::: Dataset rows :::

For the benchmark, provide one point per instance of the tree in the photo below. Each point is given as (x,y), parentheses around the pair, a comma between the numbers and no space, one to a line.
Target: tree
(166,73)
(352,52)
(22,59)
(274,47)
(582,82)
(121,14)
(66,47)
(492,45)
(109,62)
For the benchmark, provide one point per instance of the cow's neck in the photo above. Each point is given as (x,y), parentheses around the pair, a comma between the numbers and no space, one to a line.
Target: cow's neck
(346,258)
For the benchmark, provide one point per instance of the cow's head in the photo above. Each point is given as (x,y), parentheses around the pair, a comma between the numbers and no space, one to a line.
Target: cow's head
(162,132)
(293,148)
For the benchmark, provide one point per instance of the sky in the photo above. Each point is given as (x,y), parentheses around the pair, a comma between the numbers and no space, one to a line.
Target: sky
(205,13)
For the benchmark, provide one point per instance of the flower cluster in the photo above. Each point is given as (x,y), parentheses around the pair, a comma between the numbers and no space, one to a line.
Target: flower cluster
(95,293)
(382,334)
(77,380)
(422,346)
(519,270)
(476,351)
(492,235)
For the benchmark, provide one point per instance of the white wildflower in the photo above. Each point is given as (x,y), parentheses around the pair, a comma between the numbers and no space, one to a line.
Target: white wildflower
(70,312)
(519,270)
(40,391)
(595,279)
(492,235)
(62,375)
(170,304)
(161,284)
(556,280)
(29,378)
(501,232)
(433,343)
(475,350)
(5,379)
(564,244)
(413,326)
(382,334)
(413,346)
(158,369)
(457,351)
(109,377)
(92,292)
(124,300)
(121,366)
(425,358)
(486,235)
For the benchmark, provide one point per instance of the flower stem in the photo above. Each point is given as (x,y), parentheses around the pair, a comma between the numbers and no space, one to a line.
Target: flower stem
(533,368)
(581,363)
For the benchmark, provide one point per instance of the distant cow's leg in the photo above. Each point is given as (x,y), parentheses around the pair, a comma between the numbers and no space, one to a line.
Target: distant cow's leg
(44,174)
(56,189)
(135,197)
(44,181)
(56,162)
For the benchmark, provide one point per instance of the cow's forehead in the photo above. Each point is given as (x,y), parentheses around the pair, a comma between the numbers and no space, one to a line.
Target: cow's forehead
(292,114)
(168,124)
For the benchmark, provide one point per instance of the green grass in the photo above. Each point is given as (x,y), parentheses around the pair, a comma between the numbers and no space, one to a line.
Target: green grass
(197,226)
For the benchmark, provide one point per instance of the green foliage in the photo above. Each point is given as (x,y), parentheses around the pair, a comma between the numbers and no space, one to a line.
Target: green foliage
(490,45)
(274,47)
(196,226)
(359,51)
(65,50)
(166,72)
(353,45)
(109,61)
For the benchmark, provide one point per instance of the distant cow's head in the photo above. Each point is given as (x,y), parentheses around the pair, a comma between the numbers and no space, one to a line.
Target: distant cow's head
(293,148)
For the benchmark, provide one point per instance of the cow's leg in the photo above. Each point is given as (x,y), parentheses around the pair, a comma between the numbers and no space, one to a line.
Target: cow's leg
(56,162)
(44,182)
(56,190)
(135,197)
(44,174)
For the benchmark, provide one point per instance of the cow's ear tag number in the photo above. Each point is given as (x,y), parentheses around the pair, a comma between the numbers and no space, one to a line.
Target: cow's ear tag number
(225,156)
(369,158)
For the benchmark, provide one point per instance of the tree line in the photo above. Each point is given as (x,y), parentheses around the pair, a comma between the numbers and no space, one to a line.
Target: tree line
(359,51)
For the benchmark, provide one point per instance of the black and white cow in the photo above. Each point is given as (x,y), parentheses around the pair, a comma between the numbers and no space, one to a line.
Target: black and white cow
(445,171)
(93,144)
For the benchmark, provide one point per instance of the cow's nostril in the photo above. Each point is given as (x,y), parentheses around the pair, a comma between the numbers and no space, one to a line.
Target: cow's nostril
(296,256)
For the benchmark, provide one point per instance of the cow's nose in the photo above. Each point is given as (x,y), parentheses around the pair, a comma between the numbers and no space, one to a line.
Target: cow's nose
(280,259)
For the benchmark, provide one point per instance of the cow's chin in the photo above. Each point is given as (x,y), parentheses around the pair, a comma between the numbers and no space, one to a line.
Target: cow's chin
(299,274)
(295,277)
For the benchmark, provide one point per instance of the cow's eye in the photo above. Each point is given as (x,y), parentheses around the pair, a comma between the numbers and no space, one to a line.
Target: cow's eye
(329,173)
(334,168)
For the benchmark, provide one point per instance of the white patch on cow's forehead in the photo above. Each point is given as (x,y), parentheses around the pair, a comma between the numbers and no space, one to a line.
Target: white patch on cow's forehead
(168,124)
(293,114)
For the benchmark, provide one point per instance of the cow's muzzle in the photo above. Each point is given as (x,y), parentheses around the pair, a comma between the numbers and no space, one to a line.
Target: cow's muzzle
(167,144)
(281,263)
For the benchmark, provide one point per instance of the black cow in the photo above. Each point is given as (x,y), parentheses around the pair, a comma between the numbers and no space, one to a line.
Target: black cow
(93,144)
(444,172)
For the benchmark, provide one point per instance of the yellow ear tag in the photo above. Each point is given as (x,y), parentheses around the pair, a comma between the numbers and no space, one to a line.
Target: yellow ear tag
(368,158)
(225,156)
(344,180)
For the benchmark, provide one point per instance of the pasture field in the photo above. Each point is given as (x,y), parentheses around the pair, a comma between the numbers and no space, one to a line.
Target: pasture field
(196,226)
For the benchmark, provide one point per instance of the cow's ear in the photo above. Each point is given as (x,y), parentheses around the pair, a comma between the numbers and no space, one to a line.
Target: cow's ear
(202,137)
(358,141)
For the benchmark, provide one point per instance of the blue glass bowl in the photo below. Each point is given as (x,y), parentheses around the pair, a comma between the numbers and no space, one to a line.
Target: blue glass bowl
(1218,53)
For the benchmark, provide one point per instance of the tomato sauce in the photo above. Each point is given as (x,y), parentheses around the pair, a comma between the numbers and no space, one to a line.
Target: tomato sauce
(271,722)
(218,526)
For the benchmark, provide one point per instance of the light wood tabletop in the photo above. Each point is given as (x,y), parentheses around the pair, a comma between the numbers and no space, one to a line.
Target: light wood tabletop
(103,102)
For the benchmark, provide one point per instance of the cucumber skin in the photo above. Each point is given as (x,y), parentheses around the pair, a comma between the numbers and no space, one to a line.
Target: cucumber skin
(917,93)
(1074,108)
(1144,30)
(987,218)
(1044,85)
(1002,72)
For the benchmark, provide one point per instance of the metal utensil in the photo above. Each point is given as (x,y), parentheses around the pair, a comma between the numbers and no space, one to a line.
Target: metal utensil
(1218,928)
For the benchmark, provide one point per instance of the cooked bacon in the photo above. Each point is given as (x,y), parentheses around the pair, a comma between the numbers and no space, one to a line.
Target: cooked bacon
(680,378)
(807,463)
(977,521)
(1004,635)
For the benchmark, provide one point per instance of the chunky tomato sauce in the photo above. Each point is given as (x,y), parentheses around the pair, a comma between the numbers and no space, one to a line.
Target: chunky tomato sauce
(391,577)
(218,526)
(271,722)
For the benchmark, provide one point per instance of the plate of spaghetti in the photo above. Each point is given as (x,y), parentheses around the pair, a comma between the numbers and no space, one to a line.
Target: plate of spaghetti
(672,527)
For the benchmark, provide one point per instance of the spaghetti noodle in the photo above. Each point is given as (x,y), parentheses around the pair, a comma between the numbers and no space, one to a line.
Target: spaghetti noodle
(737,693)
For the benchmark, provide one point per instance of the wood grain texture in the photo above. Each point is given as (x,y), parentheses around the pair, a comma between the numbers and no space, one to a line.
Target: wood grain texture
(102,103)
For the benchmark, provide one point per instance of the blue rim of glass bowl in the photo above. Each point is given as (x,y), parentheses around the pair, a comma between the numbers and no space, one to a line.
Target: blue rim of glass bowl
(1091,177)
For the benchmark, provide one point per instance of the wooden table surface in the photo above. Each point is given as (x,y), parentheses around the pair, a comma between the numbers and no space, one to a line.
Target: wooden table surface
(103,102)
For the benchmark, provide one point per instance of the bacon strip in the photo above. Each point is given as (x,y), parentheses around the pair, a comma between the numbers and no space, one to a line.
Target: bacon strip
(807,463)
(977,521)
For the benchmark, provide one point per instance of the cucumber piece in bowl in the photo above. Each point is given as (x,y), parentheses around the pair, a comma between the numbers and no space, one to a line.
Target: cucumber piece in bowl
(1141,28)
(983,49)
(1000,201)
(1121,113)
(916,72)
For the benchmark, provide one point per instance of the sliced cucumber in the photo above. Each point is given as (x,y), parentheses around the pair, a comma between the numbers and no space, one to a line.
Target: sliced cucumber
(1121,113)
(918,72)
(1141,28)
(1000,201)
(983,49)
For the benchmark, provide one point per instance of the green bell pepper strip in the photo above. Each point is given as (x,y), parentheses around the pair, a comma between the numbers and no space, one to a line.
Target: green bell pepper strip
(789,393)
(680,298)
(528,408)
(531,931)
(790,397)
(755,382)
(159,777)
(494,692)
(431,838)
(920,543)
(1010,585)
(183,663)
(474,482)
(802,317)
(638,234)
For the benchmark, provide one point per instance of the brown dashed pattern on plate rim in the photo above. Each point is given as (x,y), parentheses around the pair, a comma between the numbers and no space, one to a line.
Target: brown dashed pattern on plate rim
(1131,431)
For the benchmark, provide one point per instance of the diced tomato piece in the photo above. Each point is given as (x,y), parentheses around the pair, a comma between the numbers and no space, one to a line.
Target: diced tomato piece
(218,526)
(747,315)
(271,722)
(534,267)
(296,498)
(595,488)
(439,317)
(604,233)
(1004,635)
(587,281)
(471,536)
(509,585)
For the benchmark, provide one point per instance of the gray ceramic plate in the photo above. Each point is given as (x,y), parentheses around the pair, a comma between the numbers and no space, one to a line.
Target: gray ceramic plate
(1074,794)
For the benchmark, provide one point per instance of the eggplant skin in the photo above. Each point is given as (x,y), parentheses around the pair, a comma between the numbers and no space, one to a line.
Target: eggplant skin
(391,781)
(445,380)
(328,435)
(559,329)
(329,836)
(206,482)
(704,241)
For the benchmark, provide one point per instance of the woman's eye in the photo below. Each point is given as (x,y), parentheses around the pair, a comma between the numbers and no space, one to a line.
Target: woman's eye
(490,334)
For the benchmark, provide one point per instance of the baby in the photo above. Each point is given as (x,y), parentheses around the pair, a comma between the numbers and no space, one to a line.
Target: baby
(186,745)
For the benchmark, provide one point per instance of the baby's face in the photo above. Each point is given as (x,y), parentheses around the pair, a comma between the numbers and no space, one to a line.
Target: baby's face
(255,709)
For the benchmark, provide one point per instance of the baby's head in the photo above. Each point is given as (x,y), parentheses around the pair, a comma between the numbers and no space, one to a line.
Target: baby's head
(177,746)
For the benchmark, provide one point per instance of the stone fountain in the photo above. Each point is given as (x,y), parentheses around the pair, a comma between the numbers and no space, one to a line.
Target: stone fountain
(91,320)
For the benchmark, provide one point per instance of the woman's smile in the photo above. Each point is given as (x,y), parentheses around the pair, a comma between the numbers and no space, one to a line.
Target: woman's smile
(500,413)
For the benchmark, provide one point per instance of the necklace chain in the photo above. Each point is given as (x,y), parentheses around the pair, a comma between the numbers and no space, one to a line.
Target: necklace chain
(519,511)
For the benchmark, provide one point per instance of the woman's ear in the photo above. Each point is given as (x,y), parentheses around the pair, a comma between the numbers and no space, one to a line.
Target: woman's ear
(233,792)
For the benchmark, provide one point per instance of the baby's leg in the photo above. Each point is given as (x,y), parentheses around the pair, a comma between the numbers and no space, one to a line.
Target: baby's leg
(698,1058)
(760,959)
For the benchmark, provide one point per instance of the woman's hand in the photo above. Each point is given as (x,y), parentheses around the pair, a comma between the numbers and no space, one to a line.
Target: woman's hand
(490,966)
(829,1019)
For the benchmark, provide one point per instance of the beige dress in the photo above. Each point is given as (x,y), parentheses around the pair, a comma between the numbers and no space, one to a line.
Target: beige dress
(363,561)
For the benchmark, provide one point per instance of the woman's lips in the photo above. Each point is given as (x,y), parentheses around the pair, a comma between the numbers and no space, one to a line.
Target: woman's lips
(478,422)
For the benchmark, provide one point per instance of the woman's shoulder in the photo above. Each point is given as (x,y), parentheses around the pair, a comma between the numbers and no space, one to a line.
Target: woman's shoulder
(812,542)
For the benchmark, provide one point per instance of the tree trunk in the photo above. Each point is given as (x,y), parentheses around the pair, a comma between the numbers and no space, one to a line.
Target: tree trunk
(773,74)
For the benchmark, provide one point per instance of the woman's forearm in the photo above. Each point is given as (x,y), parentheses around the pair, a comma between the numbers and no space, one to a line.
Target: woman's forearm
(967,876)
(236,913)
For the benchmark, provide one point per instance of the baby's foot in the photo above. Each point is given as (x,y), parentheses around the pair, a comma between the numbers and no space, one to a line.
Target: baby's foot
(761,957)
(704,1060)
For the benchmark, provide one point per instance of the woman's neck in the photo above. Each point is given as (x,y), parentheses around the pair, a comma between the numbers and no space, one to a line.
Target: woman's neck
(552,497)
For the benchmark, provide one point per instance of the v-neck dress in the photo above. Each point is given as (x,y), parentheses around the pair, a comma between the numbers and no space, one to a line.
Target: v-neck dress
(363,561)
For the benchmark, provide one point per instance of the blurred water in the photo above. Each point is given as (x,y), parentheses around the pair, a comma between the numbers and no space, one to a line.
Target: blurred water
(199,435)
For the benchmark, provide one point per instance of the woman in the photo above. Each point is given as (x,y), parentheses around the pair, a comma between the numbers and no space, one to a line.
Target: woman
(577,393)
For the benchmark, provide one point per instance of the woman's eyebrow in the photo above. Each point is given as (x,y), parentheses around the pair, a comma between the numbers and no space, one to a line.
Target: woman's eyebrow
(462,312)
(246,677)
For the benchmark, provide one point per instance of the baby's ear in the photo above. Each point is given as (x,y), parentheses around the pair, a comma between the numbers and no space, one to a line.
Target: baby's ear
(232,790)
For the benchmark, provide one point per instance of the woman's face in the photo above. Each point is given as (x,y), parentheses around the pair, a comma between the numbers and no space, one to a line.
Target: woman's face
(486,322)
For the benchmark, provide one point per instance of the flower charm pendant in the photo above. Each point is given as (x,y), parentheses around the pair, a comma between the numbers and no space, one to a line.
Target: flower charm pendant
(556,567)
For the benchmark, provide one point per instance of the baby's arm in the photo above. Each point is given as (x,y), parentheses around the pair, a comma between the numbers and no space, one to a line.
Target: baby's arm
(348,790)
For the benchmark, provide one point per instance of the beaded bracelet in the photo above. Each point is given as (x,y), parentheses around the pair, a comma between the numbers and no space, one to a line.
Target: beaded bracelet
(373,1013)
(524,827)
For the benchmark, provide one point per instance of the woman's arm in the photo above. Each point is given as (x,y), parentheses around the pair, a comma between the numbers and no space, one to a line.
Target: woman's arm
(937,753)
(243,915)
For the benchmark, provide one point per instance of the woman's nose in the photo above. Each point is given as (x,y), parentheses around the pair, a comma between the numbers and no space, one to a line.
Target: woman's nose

:::

# [Given problem]
Locate "the baby's ear" in the data above. Then repeat, exactly, its line and each line after it through the last, adding nothing.

# [Task answer]
For the benchmark, provide one point per instance of the baby's ear in the photo above. Each point is given as (x,y), parentheses around the pair, a comma between the numbers and no space, one to a line.
Target: baby's ear
(232,790)
For the benchmark, provide one point per instance of the woman's face in the photo above. Each point is given as (x,y), parentheses around the pair, a comma between the numbers and no space, one to a line.
Target: woman's face
(486,322)
For the benchmark, provide one point per instance of the flower charm pendant in the photo above. Each point is given as (x,y), parentheses around the pair, a comma between the numbers and no space, one to a line.
Target: flower charm pendant
(556,567)
For the benchmark, provide one point per instance of the baby's arm in the photo above. Each point is given as (x,y), parentheses around the pair, a comma between the numbers and no space, one to a line.
Target: baby's arm
(348,790)
For the benchmark, provide one point per instance of the beaded bracelet in the photo above. Each point is given as (x,y), parentheses around the pair, a comma between the numbers and no space, one to a line.
Target: beaded bracelet
(373,1013)
(524,827)
For the benchmark, provide one point per instance of the woman's arm in the photo above. Each point is given as (x,y), parentheses around the pair, a comma between the numbers and no space, one to a line.
Target: woman's arm
(937,753)
(243,915)
For the benchmark, provide one point per instance of the woman's nose in the photo above. Each point is given as (x,y), parentheses around the pair, a comma between the numbers and no space, one to a line.
Target: woman's nose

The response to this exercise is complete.